How Ramy offers a refreshing but flawed representation of the Muslim experience in America
Ramy tries to undo the damage caused by TV shows like 24 and Homleand, whose vilification of Muslims post-9/11 shaped the prejudices still prevalent among American audiences.
Ramy is a man caught in a perpetual state of in between. In between Egyptian collectivism and American individualism. In between a religious community with strict notions of morality and a country whose unifying religion is capitalism. In between spirituality and carnality. So, he often ends up half-assing two things, rather than whole-assing one thing, as one Ron Swanson advises not to. This is embodied in the very opening scene of the A24-Hulu show's pilot, where a community elder admonishes Ramy for not washing the dirt between his toes before namaz.
Being a practising Muslim and an American in 2020 requires Ramy to reconcile the virtues endorsed by his community with the vices endorsed in the land of the free. Living an in-between life means living a life full of contradictions and compromises. So, Ramy inshallahs and mashallahs his way through life, picking and choosing what is and isn't haram: he abstains from alcohol and drugs but routinely masturbates and engages in premarital sex. In the first season, his struggle to remain holy while horny reaches a nadir when he sleeps with a married woman during Ramadan. He renews his spiritual quest to be a better Muslim by flying to Egypt hoping to reconnect with his roots. Only, he more than reconnects, as he sleeps with his cousin during his stay.

| ENTRIES SHOWN |

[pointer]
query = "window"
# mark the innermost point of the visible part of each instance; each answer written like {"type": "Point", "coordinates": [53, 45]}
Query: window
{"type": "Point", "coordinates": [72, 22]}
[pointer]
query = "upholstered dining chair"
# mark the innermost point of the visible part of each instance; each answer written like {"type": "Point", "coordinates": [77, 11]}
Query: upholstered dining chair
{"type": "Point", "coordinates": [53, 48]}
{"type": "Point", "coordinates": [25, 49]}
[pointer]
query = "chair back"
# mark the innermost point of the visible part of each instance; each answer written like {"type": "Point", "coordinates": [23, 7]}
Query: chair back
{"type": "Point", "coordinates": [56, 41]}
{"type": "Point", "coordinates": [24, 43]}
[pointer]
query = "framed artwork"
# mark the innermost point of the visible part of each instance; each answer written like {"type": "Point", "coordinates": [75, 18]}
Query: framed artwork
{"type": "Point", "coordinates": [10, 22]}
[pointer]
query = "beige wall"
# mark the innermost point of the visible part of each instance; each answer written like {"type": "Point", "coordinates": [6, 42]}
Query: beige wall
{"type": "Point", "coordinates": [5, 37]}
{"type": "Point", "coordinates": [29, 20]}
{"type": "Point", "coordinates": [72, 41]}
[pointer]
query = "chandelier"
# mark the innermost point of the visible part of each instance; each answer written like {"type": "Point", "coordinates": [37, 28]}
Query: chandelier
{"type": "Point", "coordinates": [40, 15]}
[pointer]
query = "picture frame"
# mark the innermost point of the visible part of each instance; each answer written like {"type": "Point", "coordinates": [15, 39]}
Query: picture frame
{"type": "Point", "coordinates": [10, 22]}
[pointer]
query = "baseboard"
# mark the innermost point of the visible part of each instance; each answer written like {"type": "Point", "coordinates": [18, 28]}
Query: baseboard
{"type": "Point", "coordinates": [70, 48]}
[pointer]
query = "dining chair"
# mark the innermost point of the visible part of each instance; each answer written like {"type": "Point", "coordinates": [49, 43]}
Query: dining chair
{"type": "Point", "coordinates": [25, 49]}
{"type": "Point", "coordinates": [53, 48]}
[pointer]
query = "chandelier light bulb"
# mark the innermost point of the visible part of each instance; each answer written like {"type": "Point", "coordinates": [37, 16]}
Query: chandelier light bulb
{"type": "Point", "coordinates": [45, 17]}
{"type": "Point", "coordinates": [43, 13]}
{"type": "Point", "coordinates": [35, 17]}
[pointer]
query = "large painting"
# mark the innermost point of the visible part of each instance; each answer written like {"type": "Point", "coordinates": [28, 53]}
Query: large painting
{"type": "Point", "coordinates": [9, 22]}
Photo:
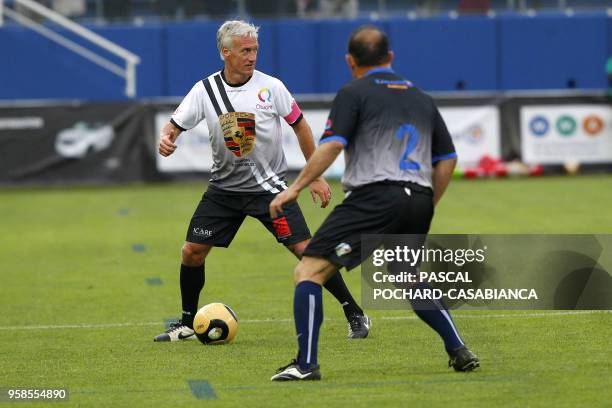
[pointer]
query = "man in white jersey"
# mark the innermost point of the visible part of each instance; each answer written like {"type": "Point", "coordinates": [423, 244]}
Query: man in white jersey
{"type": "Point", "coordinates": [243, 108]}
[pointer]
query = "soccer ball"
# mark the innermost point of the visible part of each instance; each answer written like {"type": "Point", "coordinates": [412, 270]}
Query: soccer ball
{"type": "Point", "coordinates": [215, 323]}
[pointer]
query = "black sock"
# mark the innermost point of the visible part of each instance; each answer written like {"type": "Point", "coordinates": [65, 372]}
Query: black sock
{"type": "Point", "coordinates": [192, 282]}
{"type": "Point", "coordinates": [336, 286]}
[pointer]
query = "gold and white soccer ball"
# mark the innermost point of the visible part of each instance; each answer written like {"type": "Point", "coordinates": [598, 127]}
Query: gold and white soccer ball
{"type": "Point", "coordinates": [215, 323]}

==

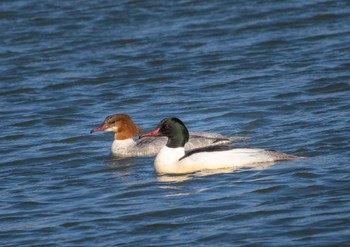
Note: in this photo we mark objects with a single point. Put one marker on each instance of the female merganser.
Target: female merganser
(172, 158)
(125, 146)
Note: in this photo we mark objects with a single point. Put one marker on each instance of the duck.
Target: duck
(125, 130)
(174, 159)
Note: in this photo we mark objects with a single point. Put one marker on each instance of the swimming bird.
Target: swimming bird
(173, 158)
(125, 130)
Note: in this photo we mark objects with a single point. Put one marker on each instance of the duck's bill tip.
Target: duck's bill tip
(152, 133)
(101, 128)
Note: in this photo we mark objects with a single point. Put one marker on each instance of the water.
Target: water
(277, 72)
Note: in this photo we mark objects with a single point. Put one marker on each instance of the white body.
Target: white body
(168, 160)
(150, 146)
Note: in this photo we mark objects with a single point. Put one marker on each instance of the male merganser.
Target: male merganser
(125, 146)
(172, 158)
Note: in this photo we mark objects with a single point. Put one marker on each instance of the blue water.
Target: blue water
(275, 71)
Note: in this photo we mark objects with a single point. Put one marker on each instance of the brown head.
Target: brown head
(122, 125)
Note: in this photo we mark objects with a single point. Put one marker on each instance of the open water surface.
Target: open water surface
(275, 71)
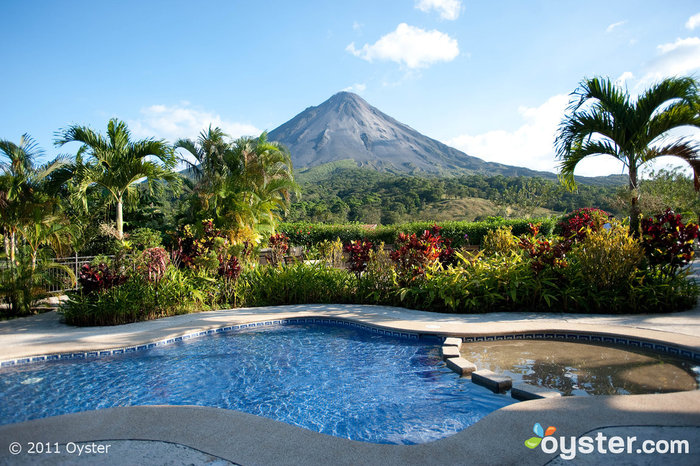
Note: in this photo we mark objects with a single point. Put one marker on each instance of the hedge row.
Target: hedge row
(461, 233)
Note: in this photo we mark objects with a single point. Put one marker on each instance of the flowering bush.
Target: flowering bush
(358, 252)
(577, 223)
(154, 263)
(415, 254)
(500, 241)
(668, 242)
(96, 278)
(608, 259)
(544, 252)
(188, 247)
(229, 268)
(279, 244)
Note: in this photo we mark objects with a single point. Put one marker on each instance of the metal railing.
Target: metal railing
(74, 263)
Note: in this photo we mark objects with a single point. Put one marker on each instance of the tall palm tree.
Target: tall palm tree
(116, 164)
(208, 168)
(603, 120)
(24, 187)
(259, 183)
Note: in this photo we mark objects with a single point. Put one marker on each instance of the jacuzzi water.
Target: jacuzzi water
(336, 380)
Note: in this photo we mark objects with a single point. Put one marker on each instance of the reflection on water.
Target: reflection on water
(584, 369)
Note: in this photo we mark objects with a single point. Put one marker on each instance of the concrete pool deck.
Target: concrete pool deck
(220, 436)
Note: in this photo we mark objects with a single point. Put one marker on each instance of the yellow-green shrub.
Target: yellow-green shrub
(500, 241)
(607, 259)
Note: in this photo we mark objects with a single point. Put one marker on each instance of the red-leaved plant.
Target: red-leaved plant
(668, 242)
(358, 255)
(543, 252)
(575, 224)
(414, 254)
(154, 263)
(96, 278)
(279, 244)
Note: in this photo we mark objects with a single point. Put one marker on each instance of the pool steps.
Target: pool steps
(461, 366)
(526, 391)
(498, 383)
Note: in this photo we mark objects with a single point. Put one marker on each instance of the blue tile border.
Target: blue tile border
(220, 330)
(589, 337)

==

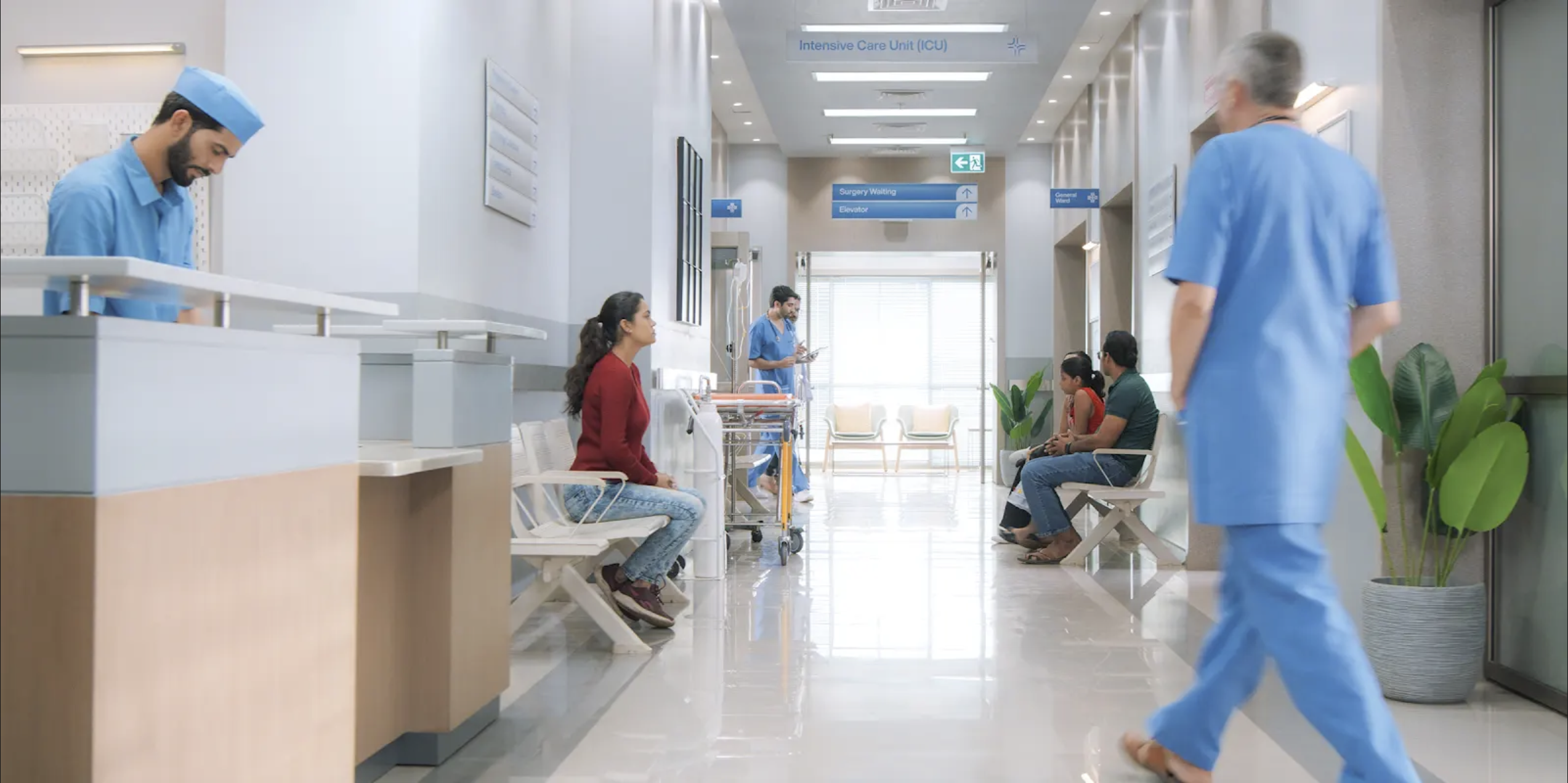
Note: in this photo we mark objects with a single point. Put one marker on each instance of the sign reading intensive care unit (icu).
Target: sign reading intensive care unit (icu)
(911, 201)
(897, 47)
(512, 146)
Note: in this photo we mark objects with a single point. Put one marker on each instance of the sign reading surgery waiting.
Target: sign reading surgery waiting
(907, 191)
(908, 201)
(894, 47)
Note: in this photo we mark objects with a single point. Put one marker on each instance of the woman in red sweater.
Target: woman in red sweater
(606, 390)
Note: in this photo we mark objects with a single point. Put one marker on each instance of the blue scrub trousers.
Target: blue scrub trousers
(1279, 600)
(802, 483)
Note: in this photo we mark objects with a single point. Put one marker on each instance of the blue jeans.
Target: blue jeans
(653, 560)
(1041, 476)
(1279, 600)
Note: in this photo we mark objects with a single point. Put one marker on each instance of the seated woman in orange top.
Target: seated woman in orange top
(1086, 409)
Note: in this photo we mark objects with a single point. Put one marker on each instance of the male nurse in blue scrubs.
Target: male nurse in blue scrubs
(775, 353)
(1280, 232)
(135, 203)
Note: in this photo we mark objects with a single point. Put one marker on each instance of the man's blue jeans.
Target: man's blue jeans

| REQUIREMENTS |
a) Check each of the following statements against the piece on the show Ramy and answer yes or no, quoting the deciding words of that piece: (i) In the pilot's opening scene, a community elder scolds Ramy for not washing between his toes before namaz. (ii) Ramy avoids premarital sex but drinks alcohol. (iii) Ramy travels to Egypt hoping to reconnect with his roots.
b) Carry the piece on the show Ramy forward from its final sentence, keeping its voice and subject.

| EXERCISE RESULTS |
a)
(i) Yes: "a community elder admonishes Ramy for not washing the dirt between his toes before namaz."
(ii) No: "he abstains from alcohol and drugs but routinely masturbates and engages in premarital sex."
(iii) Yes: "He renews his spiritual quest to be a better Muslim by flying to Egypt hoping to reconnect with his roots."

b)
The second season of Ramy Youssef’s comedy picks up from the consequences of his alter ego's bad choices from the first. Ramy is back in New Jersey and back to his old ways, slowly turning into Michael Fassbender in Shame. He's gone from praying five times a day to jerking off five times a day. As he confesses in the Season 2 premiere, there's a void inside him, which he's filling with sex and porn because he doesn't know how to fill it with God and faith. Deciding to take matters into his own hands, he switches mosques and joins a Sufi community led by Sheikh Ali Malik (Mahershala Ali). The imam sees in Ramy a man eager to improve himself and tries to guide him on a path away from his usual self-destructive tendencies.
In Episode 2 ("Can You Hear Me Now?"), Ramy tries to help Dennis, an Iraq war veteran suffering from PTSD, by introducing him to Sheikh Malik. Dennis is an emotionally unstable man with a violent past and in dire need of psychological help, but Ramy chooses to omit these details when he convinces the Sheikh to hire him at the mosque. The ease and generosity with which the Sheikh accepts Dennis into his mosque challenges the Christian perception of the Church being the only place of love and acceptance. Sadly, a mere prayer triggers Dennis as he launches into an unprompted attack on an anti-Muslim protestor beating him into a coma. The incident ends up jeopardising the mosque's future. It becomes clear Ramy's seemingly selfless intentions are in fact a selfish attempt to get in Sheikh Malik's good graces. He hides behind these good intentions so he doesn't have to deal with the reality that his choices have consequences that affect those around him.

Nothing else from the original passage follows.